Objective: Rewrite all of the lines below with "sample" changed to "example" everywhere and nothing else altered. Omit the pictures from your answer.

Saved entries
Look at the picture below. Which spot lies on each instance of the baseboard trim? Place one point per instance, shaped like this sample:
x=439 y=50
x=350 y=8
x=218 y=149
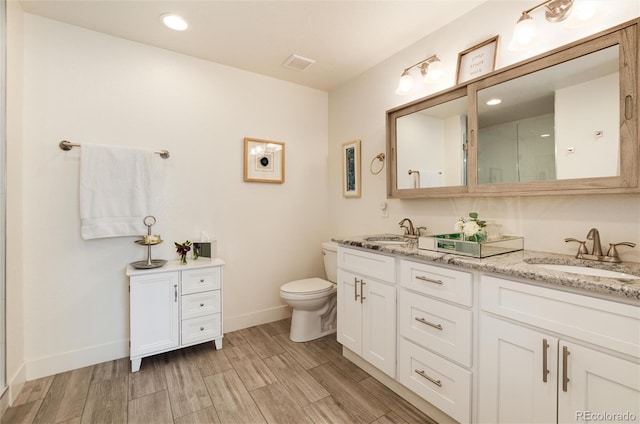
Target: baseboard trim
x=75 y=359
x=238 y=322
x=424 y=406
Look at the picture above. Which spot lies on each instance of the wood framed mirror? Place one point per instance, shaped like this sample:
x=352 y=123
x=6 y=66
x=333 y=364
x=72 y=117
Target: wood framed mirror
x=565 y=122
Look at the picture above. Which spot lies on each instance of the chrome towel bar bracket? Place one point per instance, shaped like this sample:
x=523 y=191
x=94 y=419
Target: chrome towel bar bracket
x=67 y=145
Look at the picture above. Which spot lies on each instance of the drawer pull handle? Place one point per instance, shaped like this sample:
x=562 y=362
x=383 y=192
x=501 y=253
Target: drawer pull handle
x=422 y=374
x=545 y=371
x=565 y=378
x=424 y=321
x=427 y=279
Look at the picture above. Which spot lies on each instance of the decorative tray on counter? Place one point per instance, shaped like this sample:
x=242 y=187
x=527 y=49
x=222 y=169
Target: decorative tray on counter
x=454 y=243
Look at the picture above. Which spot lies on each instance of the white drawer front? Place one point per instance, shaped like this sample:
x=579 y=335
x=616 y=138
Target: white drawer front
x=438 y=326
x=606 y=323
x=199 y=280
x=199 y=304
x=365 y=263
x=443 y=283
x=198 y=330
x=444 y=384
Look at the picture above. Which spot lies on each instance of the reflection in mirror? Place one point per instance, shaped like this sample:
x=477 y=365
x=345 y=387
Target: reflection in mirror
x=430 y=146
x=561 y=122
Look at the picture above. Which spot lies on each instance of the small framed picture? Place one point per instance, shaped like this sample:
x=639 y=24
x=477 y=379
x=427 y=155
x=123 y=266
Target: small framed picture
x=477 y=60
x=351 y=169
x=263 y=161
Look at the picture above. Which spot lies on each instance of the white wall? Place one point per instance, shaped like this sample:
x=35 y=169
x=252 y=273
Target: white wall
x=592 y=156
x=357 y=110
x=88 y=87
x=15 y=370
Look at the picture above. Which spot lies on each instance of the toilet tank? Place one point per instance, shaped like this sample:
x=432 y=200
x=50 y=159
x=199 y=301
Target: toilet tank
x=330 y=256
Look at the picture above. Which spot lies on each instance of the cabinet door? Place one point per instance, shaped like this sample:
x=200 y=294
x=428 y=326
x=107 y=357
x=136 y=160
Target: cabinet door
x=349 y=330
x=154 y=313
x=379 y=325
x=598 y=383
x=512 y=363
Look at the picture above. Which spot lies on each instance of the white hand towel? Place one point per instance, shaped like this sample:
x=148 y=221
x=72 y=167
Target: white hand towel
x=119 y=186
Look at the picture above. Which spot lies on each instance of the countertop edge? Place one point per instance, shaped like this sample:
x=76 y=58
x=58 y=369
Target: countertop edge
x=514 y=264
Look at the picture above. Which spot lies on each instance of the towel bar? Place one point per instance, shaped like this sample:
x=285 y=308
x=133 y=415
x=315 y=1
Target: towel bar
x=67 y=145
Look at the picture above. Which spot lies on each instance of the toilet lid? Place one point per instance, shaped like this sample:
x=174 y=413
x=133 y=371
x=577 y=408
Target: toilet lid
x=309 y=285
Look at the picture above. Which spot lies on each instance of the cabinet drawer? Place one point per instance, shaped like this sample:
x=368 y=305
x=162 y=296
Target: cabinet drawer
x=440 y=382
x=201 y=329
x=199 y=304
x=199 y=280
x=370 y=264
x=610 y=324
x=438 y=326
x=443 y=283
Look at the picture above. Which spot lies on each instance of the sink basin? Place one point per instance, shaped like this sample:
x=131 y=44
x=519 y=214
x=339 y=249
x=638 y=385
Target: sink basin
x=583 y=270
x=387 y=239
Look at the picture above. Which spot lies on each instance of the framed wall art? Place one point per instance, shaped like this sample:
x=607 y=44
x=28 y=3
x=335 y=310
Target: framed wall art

Solution below:
Look at the picture below. Which spot lies on each instance of the baseboard trim? Place one point per instance, shaped like this example:
x=439 y=50
x=350 y=8
x=218 y=149
Target: baseboard trim
x=75 y=359
x=238 y=322
x=424 y=406
Look at the picture above. Which spot lies on each instance of the wood framed mirror? Place one point per instance, shaped like this example:
x=352 y=123
x=6 y=66
x=333 y=364
x=72 y=117
Target: wood framed mirror
x=565 y=122
Look at the picture above. Which spot lies on each instance of the chrome towel bar bracket? Place one point per instance, shaped like this example:
x=523 y=191
x=94 y=419
Target: chrome towel bar bracket
x=67 y=145
Look at the picture above. Which spot lies on each instance of the drawer pull handle? Place one point per instance, shaped like this example:
x=562 y=362
x=383 y=192
x=501 y=253
Target: drawer pull handle
x=422 y=374
x=545 y=371
x=565 y=378
x=424 y=321
x=427 y=279
Look at the picture above. Which spot lies on each instance of the decorative tray on counter? Place one point per instance, shaped like this example:
x=242 y=187
x=527 y=49
x=222 y=169
Target: decorative tray on counter
x=454 y=243
Look at the picture above. Which spot lies on each instance of the white drawer front? Place one point per instance, shaped like this example:
x=579 y=335
x=616 y=138
Target: white drawer front
x=438 y=326
x=606 y=323
x=199 y=280
x=199 y=304
x=365 y=263
x=443 y=283
x=198 y=330
x=444 y=384
Look at the picture above. Which spot lies on each instance of the reflection in mirror? Place one point per instance, shaped like this example:
x=477 y=365
x=345 y=387
Target: reflection in mirror
x=430 y=146
x=561 y=122
Look at the picture above. Which spot lies on each instance of the small framed picture? Place one point per instance, shaped like this example:
x=639 y=24
x=477 y=379
x=427 y=155
x=123 y=266
Target: small framed picture
x=477 y=60
x=351 y=169
x=263 y=161
Look at the picture above. Which spot lies on each instance of the white wall? Place one point per instance, shaped like this example:
x=35 y=169
x=252 y=273
Target: white wall
x=592 y=156
x=357 y=110
x=88 y=87
x=15 y=370
Look at the picture above. Which spot lies on each instance of the toilet tank? Place one point per instance, shaped like this example:
x=432 y=200
x=50 y=159
x=199 y=301
Target: toilet tank
x=330 y=256
Look at the picture above. Which spot lies on each instance of the cabinet door? Place one point per instance, shaped like this example:
x=200 y=294
x=428 y=326
x=107 y=357
x=136 y=160
Target: cabinet door
x=349 y=330
x=154 y=313
x=379 y=325
x=598 y=383
x=512 y=363
Look at the picture above. Which spot lies on each instance of the white hand towel? Place one point per instance, shaped like this example:
x=148 y=221
x=72 y=167
Target: white hand towel
x=119 y=186
Look at the picture above. Which spot lies on each instance of the countertop edge? Place one point per instance, shaped like this example:
x=76 y=58
x=58 y=369
Target: countertop edge
x=514 y=264
Look at the picture above. Which spot lies on each instance of the towel bar? Place one point per instance, shaped like this example:
x=285 y=308
x=133 y=415
x=315 y=1
Target: towel bar
x=67 y=145
Look at the picture above. Which spot lies on each instance of the toilet lid? Place one point per instance, shaped like this example:
x=174 y=413
x=133 y=371
x=577 y=408
Target: toilet lid
x=309 y=285
Look at the picture above. Which spot lies on each instance of the cabinet drawer? Place one point per instance, shaped like this example:
x=368 y=305
x=162 y=296
Target: cabinet drawer
x=440 y=382
x=201 y=329
x=199 y=304
x=199 y=280
x=370 y=264
x=610 y=324
x=438 y=326
x=443 y=283
Look at the picture above. Which spot lies on each instance of the sink basin? Place one point per instance, shaped like this example:
x=131 y=44
x=519 y=214
x=339 y=249
x=638 y=385
Target: sink basin
x=583 y=270
x=387 y=239
Look at the picture above. Which spot lies on each instance of the framed wall art? Place one point per instance, shaped like this example:
x=607 y=44
x=28 y=3
x=335 y=310
Target: framed wall art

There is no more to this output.